- [Short problem] Copy every row below word for word, omitting the pictures.

- [Location annotation dataset excerpts]
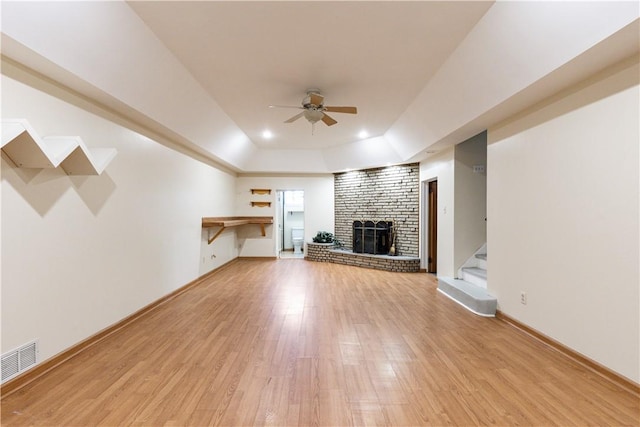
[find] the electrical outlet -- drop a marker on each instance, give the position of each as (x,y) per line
(523,298)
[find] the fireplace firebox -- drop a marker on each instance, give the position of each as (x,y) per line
(372,237)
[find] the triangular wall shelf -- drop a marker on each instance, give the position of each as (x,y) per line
(28,150)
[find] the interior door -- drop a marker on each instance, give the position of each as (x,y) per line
(432,246)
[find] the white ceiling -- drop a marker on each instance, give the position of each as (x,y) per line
(425,75)
(374,55)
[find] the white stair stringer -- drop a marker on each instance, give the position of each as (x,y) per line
(28,150)
(468,295)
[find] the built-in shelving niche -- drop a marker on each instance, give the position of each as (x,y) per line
(260,191)
(261,204)
(28,150)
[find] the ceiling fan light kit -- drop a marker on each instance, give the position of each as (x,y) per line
(314,110)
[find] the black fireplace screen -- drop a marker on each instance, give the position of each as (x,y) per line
(372,237)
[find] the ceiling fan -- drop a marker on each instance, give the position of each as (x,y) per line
(314,109)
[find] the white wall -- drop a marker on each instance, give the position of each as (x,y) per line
(470,229)
(318,209)
(563,216)
(81,253)
(441,167)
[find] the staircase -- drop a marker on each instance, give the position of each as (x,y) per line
(470,289)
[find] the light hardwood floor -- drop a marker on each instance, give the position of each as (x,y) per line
(293,342)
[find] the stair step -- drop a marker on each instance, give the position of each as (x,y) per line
(475,271)
(470,296)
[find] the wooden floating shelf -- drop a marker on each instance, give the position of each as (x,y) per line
(260,191)
(234,221)
(261,204)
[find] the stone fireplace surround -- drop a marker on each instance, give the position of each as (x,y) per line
(327,252)
(389,193)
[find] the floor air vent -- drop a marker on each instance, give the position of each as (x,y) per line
(19,360)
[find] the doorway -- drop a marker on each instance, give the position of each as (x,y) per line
(432,227)
(290,223)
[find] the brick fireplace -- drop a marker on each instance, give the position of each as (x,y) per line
(381,195)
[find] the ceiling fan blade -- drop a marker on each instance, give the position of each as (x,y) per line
(294,118)
(328,120)
(285,106)
(316,99)
(349,110)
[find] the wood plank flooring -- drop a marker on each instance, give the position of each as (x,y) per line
(293,342)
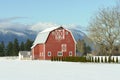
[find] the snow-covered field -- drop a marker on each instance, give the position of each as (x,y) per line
(47,70)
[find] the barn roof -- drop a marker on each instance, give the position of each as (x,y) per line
(42,36)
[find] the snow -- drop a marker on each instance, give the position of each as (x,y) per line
(14,69)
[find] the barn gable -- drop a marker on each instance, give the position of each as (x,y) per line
(55,41)
(42,36)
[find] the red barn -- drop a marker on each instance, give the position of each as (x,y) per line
(53,42)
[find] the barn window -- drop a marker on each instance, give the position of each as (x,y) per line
(53,33)
(59,34)
(64,47)
(70,53)
(49,53)
(60,53)
(66,33)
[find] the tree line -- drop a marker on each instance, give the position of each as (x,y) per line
(82,48)
(13,48)
(104,30)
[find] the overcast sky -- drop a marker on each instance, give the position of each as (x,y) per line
(77,12)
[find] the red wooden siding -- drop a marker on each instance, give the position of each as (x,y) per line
(54,45)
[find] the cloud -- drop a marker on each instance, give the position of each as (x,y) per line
(41,26)
(11,19)
(9,24)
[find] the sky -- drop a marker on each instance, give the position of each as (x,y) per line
(78,12)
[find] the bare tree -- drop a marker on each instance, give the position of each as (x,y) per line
(104,29)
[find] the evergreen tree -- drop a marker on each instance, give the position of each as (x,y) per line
(98,59)
(105,59)
(15,47)
(28,45)
(113,60)
(9,49)
(88,49)
(2,49)
(117,60)
(101,59)
(22,46)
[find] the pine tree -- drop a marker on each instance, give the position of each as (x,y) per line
(98,60)
(2,49)
(105,59)
(22,46)
(116,59)
(101,59)
(92,59)
(113,60)
(28,45)
(15,47)
(9,49)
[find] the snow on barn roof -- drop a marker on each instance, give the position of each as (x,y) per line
(43,35)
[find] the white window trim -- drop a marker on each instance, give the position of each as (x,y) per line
(64,46)
(60,52)
(70,53)
(49,52)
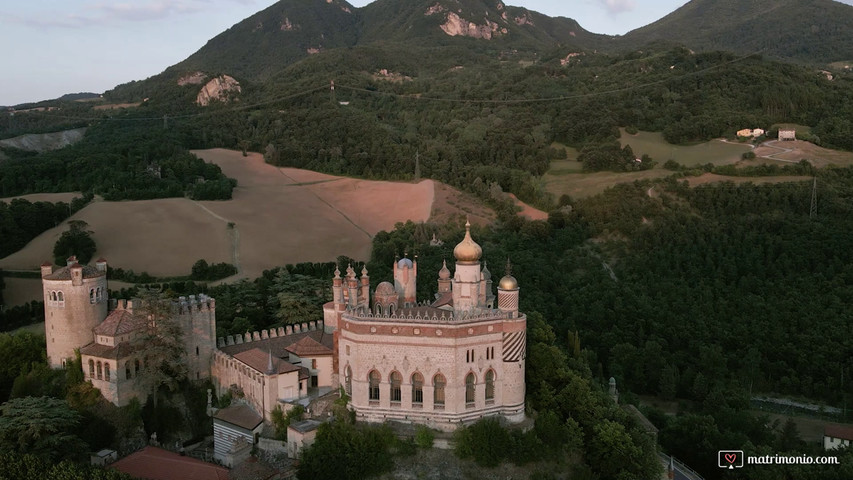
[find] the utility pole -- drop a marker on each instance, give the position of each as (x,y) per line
(813,211)
(417,165)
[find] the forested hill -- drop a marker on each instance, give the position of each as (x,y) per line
(809,31)
(291,30)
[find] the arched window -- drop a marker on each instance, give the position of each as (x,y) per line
(348,381)
(417,388)
(438,383)
(396,391)
(490,385)
(470,381)
(373,391)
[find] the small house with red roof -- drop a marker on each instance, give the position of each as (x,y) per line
(837,436)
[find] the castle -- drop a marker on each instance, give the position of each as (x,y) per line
(77,317)
(441,363)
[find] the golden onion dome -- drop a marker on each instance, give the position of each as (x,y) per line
(467,250)
(508,283)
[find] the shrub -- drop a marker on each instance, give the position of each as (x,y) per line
(424,437)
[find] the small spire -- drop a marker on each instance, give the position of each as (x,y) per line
(270,369)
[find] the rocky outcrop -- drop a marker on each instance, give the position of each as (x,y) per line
(196,78)
(456,25)
(437,8)
(288,26)
(42,142)
(222,88)
(524,20)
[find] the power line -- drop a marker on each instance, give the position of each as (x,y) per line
(418,97)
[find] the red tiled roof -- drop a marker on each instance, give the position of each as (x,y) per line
(308,347)
(64,273)
(119,322)
(154,463)
(843,432)
(259,360)
(241,415)
(121,350)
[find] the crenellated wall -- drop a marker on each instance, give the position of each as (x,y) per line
(269,333)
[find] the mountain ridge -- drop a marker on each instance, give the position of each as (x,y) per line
(804,31)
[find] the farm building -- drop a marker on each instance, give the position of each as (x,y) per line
(789,134)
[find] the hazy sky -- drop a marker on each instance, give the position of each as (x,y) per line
(53,47)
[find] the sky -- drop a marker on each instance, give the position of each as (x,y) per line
(54,47)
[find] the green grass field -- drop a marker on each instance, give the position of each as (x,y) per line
(653,144)
(566,176)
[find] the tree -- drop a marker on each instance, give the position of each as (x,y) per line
(344,450)
(75,241)
(161,343)
(43,426)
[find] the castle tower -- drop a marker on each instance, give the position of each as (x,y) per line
(75,301)
(444,281)
(365,288)
(508,293)
(332,310)
(352,288)
(466,280)
(487,298)
(197,316)
(405,281)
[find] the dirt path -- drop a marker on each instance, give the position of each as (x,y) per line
(234,237)
(342,214)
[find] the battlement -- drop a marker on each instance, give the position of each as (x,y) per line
(193,304)
(426,314)
(270,333)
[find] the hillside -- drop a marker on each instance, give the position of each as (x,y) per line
(807,31)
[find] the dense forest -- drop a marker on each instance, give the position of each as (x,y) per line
(485,121)
(22,220)
(129,157)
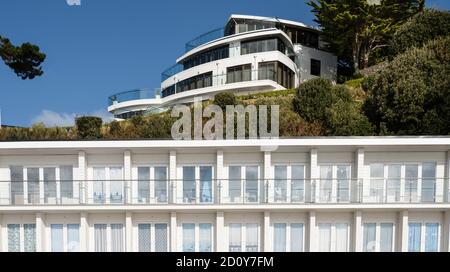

- [Full solution]
[find] the electrical outlet -- drop a marker on each instance, give the position of each as (x,y) per line
(523,298)
[find] the fireplace firebox -- drop a marker on each instance, give the position of each as (x,y) per line
(372,237)
[find] the triangular wall shelf -- drop a marker on each instance, give the position of each as (x,y) per line
(28,150)
[find] the interior door -- drop a marker on each instance, give the position of each as (x,y) per line
(432,246)
[find] the white ceiling -- drop a marker on each instance, give the position of each as (x,y) per line
(425,75)
(374,55)
[find] the white stair stringer -- drop a marker on each instance, give the position of each as (x,y) per line
(28,150)
(468,295)
[find] the built-in shelving niche -- drop a marker on each instance, give the position of each as (x,y) per line
(260,191)
(261,204)
(28,150)
[find] the ceiling fan light kit -- drop a marker on each instance, give the position of each as (x,y) per line
(314,110)
[find] the black fireplace screen -- drop a marker on each instance, give the position of each as (x,y) per line
(372,237)
[find] the ceiling fan -- drop a marker on each instance, give the position of each as (x,y) per line
(314,109)
[find] the white wall -- drop a marker on each instance, give the position of each as (x,y) per line
(470,229)
(318,209)
(563,216)
(81,253)
(441,167)
[find] the staircase -- drop a marker on each instance, give the position of each as (x,y) per line
(470,289)
[find] the light hardwood floor -- drop a marker on each instance, give the position of each as (x,y) per line
(293,342)
[find] the stair step -- drop a marker on each instance, give the position of each as (x,y) per line
(475,271)
(470,296)
[find] the wooden floating shelf -- drop a marker on each instance, give the position of each as (x,y) per line
(260,191)
(234,221)
(261,204)
[find] the stone fireplace surround -- drop a marker on each instance, give the position of each as (x,y) per line
(327,252)
(389,193)
[find] the floor air vent -- drop a marker on each instance, give the position of each as (x,y) per line
(19,360)
[find] the doorway -- drop a marker on each instance, give the position of each as (x,y) per line
(432,227)
(290,223)
[find] the brick fireplace -- drop a marker on each instance, give the position of each as (x,y) per line
(381,195)
[find] the ceiling fan blade -- drop a marker on each instance, give the position of each as (x,y) per line
(294,118)
(328,120)
(285,106)
(316,99)
(349,110)
[find] the wood plank flooring -- drop a marker on each instance, give the position of each as (x,y) per line
(293,342)
[find] the snow-covered field -- drop a marker on each instance, give the position of each as (x,y) per line
(47,70)
[find] the barn roof -- drop a marker on each instance, give the position of each as (x,y) per line
(42,36)
[find] the snow -- drop a marker on each instance, give the position of each as (x,y) per line
(14,69)
[find] the barn gable -- drop a marker on each instance, give the position of each as (x,y) per line
(55,41)
(42,36)
[find] the red barn -- drop a marker on each instance, give the position of each as (x,y) per line
(53,42)
[find] the barn window -- drop a marker on each instance, give the position of each as (x,y) per line
(53,33)
(59,34)
(64,47)
(70,53)
(49,53)
(60,53)
(66,33)
[find] the tree line -- drop a marker on each instance, give the position of each as (x,y) per line
(82,48)
(13,48)
(104,30)
[find] the overcast sky -- drop a marker on each instance, give the position of each as (x,y) per line
(77,12)
[find] the red wooden siding -- drop a marker on each instance, give the position of each as (x,y) per line
(54,45)
[find] the cloud -- drop a marker on each instance, give the position of each as (x,y) per line
(41,26)
(11,19)
(9,24)
[find] the sky -- drop a marker on each instance, give the position of each as (x,y) per line
(78,12)
[find] the bare tree -- drop a marker on each instance, give the position of each as (x,y) per line
(104,29)
[find] the evergreen tree -- drop a marker on each instance, give the position of each as (x,y) per line
(98,59)
(105,59)
(15,47)
(28,45)
(113,60)
(9,49)
(88,49)
(2,49)
(117,60)
(101,59)
(22,46)
[find] the pine tree -- drop a marker on each instance, give the position of each as (x,y) per line
(98,60)
(2,49)
(105,59)
(22,46)
(116,59)
(101,59)
(92,59)
(113,60)
(28,45)
(15,47)
(9,49)
[find] the snow on barn roof -- drop a marker on each instance, give the position of each as (x,y) per line
(43,35)
[find] the white window trim -- drop a marker on each instance, give the position of each as (x,y) per line
(64,46)
(60,52)
(70,53)
(49,52)
[find] the utility pole -- drop a marker on each instance, give the position of each as (x,y) per line
(813,211)
(417,165)
[find] the forested hill -- drop a marker on each instance, give the position of each as (x,y) per line
(809,31)
(291,30)
[find] the arched window -- drop a marker on each instance, give the position of each as (x,y) per line
(348,381)
(417,388)
(438,383)
(396,391)
(490,385)
(470,381)
(373,391)
[find] the small house with red roof -- drop a marker on each instance, give the position of each as (x,y) per line
(837,436)
[find] the castle -- drop a marker on each instance, give the position of each as (x,y) per line
(77,317)
(441,363)
[find] the golden onion dome -- drop a marker on each instance, give the position of each as (x,y) per line
(467,250)
(508,283)
[find] the shrub -- drop a marker on each instance, give the position of each as (x,y) per line
(424,437)
[find] the small spire -- drop a marker on each instance, give the position of each as (x,y) per line
(270,369)
[find] the rocky outcrop -- drop a marker on each instance, give the position of each as (x,y) per line
(196,78)
(456,25)
(437,8)
(288,26)
(42,142)
(222,88)
(524,20)
[find] the power line -- drop a marker on each instance, give the position of each as (x,y) per line
(418,97)
[find] the red tiled roof -- drop a marker on each instance, give the position of each as (x,y) per line
(308,347)
(64,273)
(119,322)
(154,463)
(843,432)
(259,360)
(241,415)
(121,350)
[find] the crenellated wall -- drop a marker on each instance, give the position of each as (x,y) per line
(269,333)
[find] the mountain ridge -- drop a marker on each instance, give the position of each as (x,y) per line
(804,31)
[find] the farm building -- drop a marker on each instance, give the position of each as (x,y) per line
(789,134)
[find] the hazy sky -- drop a marker on each instance, give the position of each as (x,y) per line
(53,47)
[find] the sky -- drop a marker on each instance, give the position of each as (x,y) per line
(54,47)
[find] the green grass field -- drop a marker on each instance, give the position of each as (x,y) per line
(653,144)
(566,176)
[find] the tree -- drop a marker on each instance, give the position of each as (x,y) per line
(344,450)
(75,241)
(161,343)
(43,426)
[find] the castle tower -- drop a marker on each instance, give the position of each as (x,y) per line
(75,301)
(444,281)
(365,288)
(508,293)
(332,310)
(352,288)
(466,280)
(487,298)
(197,316)
(405,281)
[find] the dirt path -- drop a marker on each instance, give the position of each as (x,y) per line
(234,237)
(342,214)
[find] the battlement -- drop a marker on each instance, give the position of each as (x,y) per line
(193,304)
(426,314)
(270,333)
[find] the hillside -- drop a marker on each instance, give the position of each as (x,y) per line
(807,31)
[find] the dense forest -- drop a marker on each instance, give the position of each as (x,y) per line
(485,121)
(22,220)
(129,157)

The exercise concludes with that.